• Written request
Copy the material below verbatim, starting at the line that contains "the black hook" and ending with the last line of the material.

• Extracted information

※

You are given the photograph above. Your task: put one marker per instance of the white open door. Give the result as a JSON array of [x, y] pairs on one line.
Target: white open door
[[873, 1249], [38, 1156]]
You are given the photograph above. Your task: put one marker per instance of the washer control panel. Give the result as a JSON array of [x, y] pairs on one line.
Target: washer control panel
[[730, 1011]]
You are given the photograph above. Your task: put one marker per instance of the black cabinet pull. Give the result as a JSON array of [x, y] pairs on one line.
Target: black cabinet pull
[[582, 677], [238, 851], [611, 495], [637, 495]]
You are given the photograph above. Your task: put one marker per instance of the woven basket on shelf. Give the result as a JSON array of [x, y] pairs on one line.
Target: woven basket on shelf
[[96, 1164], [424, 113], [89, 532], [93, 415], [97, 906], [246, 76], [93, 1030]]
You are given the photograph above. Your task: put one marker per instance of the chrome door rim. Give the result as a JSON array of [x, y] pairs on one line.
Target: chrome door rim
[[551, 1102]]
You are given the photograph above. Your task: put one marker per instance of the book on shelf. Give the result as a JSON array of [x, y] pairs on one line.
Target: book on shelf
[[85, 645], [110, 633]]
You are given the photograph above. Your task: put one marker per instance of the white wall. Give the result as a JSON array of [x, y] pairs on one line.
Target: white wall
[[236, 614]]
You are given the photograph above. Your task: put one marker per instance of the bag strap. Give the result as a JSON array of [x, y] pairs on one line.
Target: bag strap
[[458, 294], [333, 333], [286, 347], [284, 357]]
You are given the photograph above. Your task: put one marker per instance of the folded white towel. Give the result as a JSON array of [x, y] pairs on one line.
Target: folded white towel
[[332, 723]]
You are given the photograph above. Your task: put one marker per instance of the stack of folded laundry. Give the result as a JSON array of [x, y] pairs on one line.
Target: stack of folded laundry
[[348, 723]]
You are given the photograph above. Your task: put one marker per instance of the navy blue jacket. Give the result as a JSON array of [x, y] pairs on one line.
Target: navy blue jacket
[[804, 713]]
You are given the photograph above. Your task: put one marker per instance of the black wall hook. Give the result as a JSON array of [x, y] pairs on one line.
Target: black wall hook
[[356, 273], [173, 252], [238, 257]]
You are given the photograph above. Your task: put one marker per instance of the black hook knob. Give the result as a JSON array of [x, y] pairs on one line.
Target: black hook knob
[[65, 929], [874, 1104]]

※

• Problem solution
You are given the photograph above. Your task: put one marker per instance of the black hook knob. Give the result as a JSON array of [x, y] pairs on one line.
Target: black hook knob
[[65, 929], [874, 1104]]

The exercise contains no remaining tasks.